### ФРАГМЕНТ ТЕКСТА
━━━━━━━━
Вообще говоря, это употребление (когда "само по себе" отказало, у кого-л.) по сути вторичное и наверняка появилось в 20 в. - больно уж оно "техническое" (что-то неодушевленное отказалось работать).


----------



## Vovan

nizzebro said:


> Ну да, так - но поломку эту видят все равно как бы со стороны.


Наверное, вы прежде всего имеете в виду словосочетание "у него", дающее такой эффект (разделения/противопоставления людей)? Если так, то согласен.


----------



## nizzebro

Vovan said:


> Наверное, вы прежде всего имеете в виду словосочетание "у него", дающее такой эффект (разделения/противопоставления людей)? Если так, то согласен.
━━━━━━━━
### ИСХОДНЫЕ ДАННЫЕ
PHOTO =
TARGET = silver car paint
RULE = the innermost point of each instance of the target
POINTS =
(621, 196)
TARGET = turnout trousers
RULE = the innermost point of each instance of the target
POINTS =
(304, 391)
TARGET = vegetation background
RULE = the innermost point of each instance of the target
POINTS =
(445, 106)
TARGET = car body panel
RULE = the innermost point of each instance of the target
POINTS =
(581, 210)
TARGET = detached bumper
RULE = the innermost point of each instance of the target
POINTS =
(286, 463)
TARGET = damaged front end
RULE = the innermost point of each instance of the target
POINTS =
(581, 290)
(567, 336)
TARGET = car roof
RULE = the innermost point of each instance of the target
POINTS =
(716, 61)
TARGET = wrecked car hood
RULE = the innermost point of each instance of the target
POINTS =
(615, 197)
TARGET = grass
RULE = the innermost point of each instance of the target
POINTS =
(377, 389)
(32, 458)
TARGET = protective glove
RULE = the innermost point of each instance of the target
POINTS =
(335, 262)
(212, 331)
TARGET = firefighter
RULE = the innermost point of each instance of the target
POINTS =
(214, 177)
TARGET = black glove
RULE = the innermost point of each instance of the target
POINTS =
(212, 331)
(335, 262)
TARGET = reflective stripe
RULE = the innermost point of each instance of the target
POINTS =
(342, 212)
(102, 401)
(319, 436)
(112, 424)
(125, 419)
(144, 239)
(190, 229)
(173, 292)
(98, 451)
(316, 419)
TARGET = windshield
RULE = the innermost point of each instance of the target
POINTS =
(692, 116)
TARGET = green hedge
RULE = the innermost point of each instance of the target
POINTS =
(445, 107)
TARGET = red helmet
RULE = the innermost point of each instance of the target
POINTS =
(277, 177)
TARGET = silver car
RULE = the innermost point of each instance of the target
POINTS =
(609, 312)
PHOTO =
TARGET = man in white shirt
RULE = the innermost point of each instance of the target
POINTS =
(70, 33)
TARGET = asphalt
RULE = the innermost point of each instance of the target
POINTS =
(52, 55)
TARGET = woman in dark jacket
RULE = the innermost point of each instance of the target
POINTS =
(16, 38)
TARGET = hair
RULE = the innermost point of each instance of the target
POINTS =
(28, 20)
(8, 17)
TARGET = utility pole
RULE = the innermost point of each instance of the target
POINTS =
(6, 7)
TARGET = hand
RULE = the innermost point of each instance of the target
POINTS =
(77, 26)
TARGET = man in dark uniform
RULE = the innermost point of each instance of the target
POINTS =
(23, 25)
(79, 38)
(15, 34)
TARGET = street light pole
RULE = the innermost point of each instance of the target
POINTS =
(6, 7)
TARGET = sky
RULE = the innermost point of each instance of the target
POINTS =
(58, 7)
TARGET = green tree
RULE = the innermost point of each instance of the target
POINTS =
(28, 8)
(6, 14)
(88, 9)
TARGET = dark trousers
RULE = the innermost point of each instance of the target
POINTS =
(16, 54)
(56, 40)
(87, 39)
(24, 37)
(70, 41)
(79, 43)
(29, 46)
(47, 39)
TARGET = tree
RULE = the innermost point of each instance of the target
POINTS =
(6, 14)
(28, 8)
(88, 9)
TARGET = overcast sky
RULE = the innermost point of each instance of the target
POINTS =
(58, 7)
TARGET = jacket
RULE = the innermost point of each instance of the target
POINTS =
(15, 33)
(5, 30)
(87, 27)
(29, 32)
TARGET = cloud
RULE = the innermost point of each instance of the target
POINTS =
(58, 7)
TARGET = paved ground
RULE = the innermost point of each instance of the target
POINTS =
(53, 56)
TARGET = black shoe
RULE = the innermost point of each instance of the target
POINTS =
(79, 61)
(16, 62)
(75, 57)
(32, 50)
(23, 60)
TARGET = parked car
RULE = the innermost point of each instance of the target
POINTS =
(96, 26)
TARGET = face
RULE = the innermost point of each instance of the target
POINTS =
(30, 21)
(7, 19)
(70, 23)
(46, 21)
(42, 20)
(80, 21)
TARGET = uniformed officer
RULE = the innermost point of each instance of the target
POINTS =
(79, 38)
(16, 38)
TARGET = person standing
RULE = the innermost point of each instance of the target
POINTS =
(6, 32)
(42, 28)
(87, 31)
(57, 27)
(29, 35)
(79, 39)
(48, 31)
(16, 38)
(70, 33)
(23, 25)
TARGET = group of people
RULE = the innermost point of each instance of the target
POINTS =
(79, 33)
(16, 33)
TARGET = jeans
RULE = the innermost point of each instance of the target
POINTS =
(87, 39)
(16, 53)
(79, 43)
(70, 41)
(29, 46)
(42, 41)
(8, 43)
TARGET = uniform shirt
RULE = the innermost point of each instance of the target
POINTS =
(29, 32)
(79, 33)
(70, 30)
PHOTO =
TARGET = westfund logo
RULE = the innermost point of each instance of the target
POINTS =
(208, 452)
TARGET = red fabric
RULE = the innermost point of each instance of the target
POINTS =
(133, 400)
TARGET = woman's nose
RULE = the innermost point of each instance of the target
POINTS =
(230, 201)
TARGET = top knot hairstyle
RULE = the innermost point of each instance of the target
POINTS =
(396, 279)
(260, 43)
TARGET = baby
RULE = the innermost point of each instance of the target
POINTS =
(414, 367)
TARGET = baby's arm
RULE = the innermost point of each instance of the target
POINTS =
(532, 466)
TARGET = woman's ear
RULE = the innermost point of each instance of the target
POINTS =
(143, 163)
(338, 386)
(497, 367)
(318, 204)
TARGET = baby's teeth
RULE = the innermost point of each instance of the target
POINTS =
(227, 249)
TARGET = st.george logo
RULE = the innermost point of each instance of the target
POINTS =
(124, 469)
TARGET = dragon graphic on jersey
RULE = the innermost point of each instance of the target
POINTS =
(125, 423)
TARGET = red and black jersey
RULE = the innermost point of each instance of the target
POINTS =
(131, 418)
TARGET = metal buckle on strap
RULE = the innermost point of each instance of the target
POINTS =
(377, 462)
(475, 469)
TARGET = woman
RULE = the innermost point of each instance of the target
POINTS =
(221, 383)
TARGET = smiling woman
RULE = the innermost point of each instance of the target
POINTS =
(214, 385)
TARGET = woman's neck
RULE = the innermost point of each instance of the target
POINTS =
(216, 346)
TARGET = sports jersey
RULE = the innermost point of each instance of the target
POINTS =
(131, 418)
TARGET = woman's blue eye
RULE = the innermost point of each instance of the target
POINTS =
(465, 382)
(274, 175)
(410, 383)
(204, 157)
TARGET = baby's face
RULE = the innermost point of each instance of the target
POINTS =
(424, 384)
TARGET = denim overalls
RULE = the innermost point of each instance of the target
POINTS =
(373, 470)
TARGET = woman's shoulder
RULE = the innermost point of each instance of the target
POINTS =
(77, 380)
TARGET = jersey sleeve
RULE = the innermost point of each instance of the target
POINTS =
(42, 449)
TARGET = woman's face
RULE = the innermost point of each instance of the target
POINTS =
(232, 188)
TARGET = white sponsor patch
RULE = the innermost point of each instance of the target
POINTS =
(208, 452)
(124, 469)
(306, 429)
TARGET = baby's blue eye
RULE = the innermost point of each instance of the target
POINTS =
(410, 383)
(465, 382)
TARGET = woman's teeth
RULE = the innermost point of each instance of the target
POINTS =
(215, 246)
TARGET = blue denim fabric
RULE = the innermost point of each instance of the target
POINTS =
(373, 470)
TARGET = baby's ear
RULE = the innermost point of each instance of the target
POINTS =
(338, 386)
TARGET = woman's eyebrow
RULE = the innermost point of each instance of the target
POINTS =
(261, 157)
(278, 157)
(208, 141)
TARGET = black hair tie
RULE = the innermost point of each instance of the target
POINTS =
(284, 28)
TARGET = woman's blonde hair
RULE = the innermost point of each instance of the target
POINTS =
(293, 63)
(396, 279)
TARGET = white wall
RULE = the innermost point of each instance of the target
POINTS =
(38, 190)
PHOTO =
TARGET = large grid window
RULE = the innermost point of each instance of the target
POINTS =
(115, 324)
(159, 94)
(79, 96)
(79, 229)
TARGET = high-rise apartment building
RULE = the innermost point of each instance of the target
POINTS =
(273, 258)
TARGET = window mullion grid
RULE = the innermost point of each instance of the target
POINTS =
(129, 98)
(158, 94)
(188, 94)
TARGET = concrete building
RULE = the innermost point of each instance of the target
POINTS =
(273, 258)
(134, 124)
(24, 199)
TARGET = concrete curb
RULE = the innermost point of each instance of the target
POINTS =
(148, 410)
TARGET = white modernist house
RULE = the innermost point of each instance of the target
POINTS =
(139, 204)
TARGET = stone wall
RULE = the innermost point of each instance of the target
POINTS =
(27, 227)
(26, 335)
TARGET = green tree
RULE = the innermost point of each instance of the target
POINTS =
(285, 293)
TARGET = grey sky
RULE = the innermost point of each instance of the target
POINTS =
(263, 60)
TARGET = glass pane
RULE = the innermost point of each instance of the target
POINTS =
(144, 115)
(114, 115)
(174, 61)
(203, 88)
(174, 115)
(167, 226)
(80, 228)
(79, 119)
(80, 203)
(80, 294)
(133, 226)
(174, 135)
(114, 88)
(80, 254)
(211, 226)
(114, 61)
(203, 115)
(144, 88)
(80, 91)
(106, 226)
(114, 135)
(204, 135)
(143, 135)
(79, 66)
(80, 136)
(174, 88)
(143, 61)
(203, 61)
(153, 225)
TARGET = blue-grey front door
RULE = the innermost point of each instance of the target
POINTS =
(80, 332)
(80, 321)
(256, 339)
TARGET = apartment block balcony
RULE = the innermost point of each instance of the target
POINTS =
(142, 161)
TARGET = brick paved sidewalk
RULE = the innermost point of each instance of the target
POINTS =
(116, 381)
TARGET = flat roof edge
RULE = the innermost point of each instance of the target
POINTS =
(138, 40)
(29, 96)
━━━━━━━━
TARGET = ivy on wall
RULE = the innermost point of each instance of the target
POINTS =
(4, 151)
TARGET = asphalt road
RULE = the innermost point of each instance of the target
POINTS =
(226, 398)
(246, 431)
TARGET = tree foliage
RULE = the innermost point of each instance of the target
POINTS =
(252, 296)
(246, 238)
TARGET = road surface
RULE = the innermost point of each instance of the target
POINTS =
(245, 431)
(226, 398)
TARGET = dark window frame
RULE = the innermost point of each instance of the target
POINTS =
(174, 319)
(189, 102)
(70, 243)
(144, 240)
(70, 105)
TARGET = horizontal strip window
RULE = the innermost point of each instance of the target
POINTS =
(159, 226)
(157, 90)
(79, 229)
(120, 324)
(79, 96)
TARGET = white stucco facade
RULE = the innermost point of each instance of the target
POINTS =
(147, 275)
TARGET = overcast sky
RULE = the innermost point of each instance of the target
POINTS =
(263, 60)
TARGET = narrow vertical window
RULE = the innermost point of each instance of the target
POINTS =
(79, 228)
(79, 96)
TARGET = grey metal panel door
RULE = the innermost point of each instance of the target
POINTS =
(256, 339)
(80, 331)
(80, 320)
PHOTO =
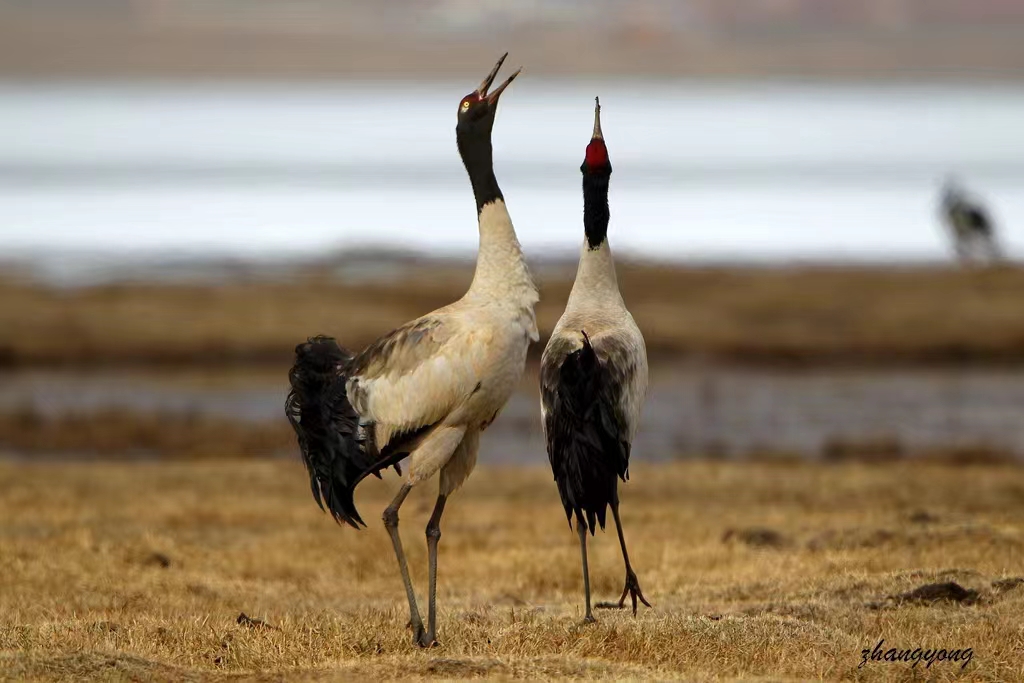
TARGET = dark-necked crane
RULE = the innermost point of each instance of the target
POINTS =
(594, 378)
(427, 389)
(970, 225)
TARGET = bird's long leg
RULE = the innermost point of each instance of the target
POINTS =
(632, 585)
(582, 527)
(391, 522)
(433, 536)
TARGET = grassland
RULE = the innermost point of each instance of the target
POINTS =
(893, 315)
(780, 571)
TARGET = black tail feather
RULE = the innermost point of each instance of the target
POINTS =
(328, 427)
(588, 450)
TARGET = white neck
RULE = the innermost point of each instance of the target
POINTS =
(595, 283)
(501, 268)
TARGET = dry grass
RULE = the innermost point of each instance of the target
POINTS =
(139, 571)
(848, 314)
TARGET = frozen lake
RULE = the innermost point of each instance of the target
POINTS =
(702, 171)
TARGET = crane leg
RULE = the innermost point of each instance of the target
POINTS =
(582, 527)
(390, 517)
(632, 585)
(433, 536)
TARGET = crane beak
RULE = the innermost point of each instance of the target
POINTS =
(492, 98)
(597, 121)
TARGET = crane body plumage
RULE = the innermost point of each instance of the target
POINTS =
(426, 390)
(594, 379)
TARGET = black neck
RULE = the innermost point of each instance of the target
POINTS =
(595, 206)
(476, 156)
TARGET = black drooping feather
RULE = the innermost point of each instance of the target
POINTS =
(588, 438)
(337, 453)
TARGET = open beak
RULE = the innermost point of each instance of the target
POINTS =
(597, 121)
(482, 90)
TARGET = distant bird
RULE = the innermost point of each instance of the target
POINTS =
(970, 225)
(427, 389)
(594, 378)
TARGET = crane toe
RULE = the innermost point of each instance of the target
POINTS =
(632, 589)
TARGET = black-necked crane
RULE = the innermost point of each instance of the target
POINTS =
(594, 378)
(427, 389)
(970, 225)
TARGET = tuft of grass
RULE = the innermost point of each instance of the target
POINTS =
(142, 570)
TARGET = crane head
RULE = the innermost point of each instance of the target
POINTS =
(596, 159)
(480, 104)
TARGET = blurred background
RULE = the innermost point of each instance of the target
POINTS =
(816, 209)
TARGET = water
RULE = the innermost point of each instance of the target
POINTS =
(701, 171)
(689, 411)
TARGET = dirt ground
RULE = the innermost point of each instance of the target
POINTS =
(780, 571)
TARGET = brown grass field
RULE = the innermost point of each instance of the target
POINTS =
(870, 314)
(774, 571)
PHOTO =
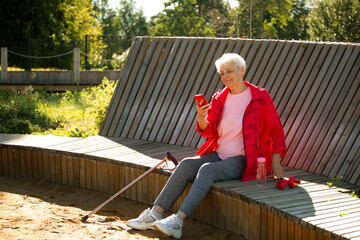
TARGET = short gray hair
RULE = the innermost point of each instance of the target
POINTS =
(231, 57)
━━━━━━━━
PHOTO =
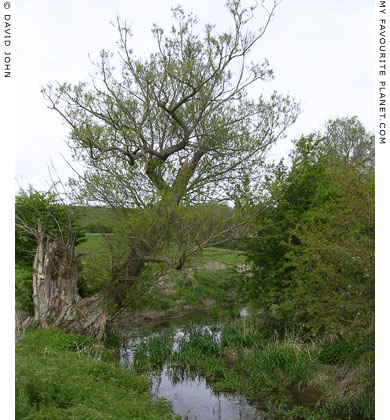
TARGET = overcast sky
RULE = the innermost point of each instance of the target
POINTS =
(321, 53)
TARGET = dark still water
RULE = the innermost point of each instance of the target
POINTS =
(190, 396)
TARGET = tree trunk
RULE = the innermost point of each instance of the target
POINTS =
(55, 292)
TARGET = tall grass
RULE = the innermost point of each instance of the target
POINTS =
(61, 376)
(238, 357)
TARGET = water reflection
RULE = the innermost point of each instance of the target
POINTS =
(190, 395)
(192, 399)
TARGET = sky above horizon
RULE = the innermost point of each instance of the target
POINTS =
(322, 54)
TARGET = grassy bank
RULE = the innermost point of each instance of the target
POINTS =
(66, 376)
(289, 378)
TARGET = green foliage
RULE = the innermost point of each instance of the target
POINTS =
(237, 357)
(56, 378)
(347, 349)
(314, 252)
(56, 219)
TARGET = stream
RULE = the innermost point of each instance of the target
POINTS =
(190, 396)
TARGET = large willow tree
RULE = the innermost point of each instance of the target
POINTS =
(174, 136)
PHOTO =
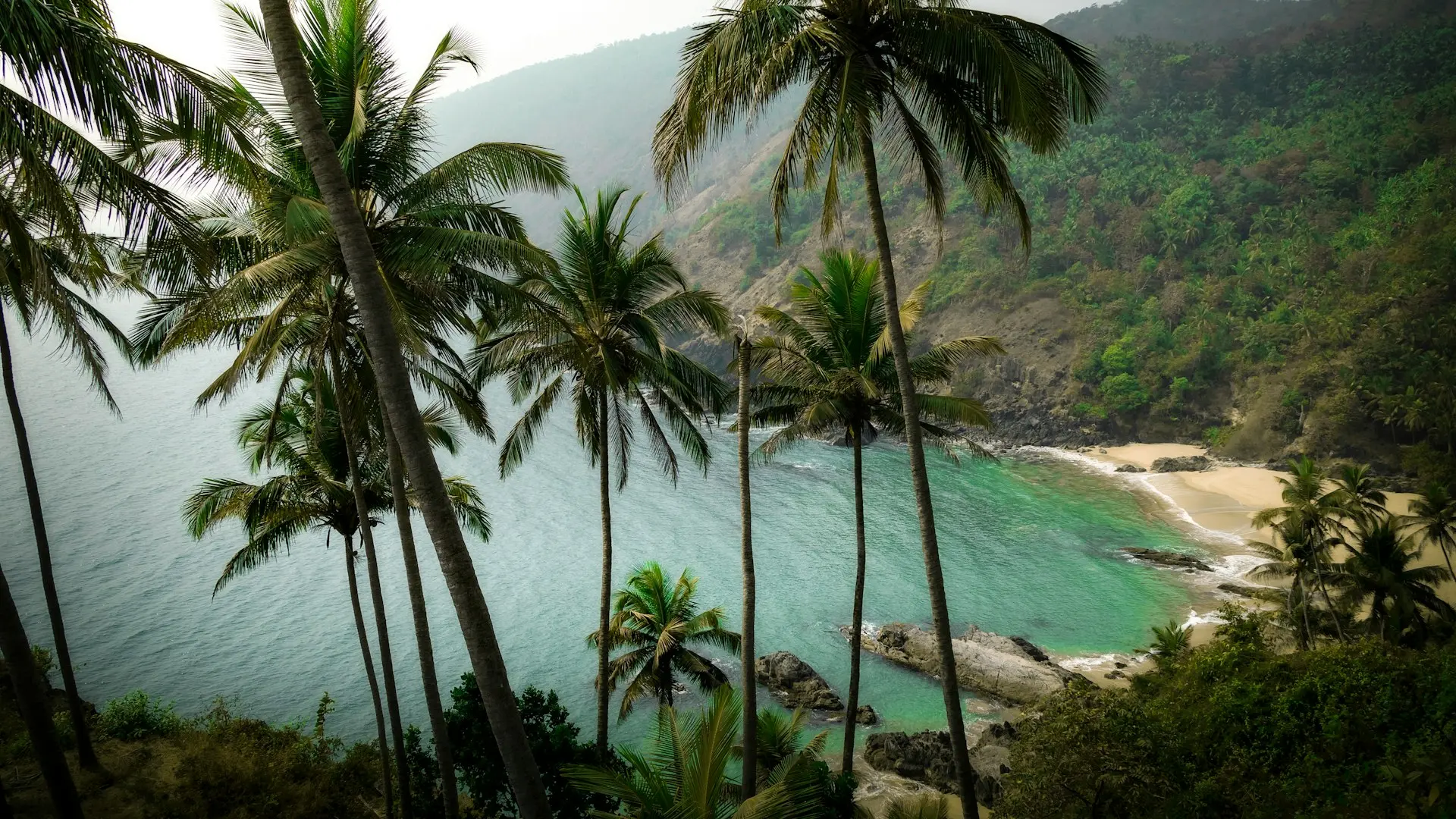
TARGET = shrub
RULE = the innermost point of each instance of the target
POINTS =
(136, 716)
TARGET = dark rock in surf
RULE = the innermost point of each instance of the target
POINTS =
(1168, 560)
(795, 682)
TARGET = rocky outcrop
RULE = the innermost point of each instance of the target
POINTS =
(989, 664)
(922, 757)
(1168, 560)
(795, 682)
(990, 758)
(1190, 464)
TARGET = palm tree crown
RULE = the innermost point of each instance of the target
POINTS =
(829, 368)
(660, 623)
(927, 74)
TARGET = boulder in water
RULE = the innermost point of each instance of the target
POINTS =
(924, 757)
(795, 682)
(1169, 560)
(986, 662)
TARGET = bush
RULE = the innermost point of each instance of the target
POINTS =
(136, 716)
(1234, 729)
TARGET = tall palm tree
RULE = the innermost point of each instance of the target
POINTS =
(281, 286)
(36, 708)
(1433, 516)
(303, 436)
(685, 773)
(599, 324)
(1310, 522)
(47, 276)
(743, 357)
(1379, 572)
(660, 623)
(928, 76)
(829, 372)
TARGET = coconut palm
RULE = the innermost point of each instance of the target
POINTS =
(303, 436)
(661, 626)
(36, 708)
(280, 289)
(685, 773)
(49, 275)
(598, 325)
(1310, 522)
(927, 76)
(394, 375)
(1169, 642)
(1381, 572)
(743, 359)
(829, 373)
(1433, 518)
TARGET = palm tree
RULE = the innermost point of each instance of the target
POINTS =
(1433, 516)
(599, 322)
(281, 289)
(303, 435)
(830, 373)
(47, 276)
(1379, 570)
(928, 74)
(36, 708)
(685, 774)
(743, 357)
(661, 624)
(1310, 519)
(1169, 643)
━━━━━━━━
### ЗАДАНИЕ 1
Почему участник обсуждения оборота «отказало у кого-л.» считает это употребление вторичным и возникшим, скорее всего, в XX веке? Объясните в одном–трёх предложениях.
### ЗАДАНИЕ 2
Продолжите обсуждение оборота «отказало у кого-л.» с места, на котором заканчивается фрагмент текста.
Данные здесь не используются.

### ОТВЕТ 1
Он считает это употребление слишком «техническим»: оно описывает ситуацию, когда что-то неодушевлённое отказалось работать. Поэтому, по его мнению, оно по сути вторичное и наверняка появилось в XX веке.

### ОТВЕТ 2
Да, но оно и является следствием разделения функции - отказать кому-то конкретному (в чём-то), или отказать как отказаться работать (фактически рефлексивность). Поскольку для первой функции, при переносном значении, этот кто-то сам наполовину состоит из того, что отказало, то перспектива и сужается до индивидуального восприятия. Оно же - чувство, или там интуиция, - не изолированно работает, а обменивается в процессе с умом; вот оно и явно отказывает партнёру в ответе на запрос. Во второй функции оно ни с чем не связано, как видимое со внешней перспективы - просто работало и "сломалось". (Конечно, в примерах, их авторы могут строго не следовать этому принципу: так, с индейцами в #11 (6) вообще какая-то белиберда).


----------



## Rosett

Глагол «отказывать» довольно многозначный сам по себе и переводится по-разному:

отказывать
I несов. неперех.
1. Отвечать отрицательно на просьбу, требование или на какое-либо предложение.
отт. Лишать чего-либо или ограничивать в чём-либо.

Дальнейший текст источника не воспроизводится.